-------- INFORMATION SUPPLIED

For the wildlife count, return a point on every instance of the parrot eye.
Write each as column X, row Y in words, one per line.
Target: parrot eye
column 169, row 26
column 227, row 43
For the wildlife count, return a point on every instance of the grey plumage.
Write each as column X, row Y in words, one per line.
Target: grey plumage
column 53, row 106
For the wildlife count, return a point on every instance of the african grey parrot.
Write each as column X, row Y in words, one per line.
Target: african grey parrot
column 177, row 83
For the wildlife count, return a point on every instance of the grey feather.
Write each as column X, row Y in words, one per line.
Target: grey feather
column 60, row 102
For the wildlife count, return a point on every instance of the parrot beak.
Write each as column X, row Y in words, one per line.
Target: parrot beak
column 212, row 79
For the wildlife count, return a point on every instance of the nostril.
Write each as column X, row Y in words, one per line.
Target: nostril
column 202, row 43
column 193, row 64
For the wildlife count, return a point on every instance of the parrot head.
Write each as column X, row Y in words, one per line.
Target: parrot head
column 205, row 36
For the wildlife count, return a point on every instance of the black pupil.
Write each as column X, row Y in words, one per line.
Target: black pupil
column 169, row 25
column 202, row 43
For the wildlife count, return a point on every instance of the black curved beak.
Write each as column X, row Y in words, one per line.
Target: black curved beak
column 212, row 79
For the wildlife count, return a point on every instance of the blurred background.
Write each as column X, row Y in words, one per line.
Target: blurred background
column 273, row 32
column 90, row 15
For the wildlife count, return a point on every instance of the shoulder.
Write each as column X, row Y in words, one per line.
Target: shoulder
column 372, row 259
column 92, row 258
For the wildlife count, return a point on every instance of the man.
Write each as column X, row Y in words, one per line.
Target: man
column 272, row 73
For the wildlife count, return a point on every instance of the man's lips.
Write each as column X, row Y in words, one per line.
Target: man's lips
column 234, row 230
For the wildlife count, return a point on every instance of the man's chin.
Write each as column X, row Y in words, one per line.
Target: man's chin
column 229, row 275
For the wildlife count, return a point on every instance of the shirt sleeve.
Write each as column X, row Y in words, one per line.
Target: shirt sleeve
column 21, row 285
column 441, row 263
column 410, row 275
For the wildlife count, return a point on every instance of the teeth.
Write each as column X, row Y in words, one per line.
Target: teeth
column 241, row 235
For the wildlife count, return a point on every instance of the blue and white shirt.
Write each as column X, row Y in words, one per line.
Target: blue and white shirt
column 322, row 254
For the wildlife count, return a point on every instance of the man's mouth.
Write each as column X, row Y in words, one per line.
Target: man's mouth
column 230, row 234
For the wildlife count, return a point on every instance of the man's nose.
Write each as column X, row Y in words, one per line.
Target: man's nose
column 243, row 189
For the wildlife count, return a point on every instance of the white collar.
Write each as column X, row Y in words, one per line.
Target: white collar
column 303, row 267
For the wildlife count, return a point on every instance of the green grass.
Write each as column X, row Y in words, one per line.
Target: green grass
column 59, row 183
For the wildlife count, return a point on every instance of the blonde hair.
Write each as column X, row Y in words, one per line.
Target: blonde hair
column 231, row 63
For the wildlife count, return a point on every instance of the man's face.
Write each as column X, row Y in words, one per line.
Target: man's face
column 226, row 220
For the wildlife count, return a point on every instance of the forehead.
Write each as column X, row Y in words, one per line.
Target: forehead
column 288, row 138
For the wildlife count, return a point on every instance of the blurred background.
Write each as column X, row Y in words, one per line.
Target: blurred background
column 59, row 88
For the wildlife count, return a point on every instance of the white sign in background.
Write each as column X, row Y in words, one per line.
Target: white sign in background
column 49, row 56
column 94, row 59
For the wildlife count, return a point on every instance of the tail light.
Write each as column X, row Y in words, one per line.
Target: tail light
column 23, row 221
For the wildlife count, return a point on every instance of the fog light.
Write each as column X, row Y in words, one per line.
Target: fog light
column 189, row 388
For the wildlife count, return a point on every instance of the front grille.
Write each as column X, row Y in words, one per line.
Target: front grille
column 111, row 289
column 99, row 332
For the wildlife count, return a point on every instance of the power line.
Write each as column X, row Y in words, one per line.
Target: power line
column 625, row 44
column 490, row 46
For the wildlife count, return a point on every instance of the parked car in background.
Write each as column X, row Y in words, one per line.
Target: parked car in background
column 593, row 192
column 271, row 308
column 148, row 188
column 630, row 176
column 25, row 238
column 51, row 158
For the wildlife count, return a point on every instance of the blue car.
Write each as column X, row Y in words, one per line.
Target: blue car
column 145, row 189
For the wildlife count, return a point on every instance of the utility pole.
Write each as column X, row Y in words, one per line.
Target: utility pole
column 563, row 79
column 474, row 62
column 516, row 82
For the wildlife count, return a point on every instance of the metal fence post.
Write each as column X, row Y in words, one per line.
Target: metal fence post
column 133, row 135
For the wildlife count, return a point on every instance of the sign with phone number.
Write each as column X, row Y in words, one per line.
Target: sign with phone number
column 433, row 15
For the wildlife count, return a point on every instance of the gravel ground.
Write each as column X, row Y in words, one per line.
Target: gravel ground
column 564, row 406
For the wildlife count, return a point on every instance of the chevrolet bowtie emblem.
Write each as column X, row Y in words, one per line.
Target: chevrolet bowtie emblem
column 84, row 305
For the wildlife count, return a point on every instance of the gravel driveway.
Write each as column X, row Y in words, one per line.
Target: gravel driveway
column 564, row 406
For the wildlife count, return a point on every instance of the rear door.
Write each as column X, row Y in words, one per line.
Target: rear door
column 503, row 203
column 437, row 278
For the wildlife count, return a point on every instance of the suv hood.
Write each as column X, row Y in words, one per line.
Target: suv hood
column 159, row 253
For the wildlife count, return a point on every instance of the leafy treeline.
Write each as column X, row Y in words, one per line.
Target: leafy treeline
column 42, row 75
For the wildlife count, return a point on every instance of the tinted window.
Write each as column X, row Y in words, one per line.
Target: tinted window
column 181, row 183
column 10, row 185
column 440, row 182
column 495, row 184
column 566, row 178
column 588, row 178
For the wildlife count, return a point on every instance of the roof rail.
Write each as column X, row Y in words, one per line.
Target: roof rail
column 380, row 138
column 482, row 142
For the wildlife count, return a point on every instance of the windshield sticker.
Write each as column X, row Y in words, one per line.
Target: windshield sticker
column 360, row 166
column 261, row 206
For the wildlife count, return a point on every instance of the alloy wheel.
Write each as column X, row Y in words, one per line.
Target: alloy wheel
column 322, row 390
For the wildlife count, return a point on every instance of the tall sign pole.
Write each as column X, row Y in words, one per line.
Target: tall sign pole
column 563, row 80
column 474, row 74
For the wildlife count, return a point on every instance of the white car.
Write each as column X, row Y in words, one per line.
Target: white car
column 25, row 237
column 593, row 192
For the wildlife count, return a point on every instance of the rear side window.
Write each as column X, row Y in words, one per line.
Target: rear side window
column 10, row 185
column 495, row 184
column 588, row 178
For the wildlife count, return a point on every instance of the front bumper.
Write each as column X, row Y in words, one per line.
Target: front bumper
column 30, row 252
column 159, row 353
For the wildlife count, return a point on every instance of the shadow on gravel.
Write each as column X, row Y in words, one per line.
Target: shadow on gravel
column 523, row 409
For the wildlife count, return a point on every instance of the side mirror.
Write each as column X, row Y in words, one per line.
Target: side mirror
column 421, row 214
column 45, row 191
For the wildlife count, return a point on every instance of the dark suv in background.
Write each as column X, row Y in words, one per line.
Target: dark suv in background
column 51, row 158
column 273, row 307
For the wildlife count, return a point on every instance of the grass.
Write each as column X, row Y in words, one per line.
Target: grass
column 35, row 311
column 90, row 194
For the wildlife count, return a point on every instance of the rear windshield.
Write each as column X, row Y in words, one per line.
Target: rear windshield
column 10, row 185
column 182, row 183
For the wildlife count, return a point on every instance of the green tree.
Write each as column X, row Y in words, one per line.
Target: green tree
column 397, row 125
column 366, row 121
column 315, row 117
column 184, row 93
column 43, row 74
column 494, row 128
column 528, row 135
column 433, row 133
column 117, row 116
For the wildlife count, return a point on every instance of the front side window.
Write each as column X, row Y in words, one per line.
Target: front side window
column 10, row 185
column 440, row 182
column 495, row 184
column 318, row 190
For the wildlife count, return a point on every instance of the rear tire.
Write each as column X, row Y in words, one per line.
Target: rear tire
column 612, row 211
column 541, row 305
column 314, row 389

----------------

Nothing beyond the line containing "black curved beak." is to be output; the lines above, from the first one onward to that line, are to be transcribed exactly.

For the wildlife count, return a point on every instance of the parrot eye.
Write each as column X, row Y in words, one per line.
Target: parrot eye
column 169, row 26
column 227, row 43
For the wildlife count, return a point on every instance of the grey plumage.
Write each as column X, row Y in words, one per line.
Target: grey plumage
column 53, row 106
For the wildlife count, return a point on every instance of the african grey parrot.
Write each as column X, row Y in words, one per line.
Target: african grey parrot
column 177, row 83
For the wildlife count, return a point on every instance of the grey feather.
Write each as column X, row Y in words, one per line.
Target: grey feather
column 60, row 102
For the wildlife count, return a point on every instance of the parrot beak.
Write each as column X, row Y in words, one per line.
Target: parrot beak
column 212, row 79
For the wildlife count, return a point on every instance of the nostril.
Write each as column X, row Y in words, one per line.
Target: nostril
column 202, row 43
column 193, row 64
For the wildlife count, return a point on every instance of the parrot head.
Write each as column X, row Y in words, one per line.
Target: parrot head
column 205, row 36
For the wildlife count, return a point on every instance of the black pupil.
Write each as column X, row Y in words, one per line.
Target: black pupil
column 169, row 25
column 202, row 43
For the wildlife count, return a point on every instance of the black curved beak.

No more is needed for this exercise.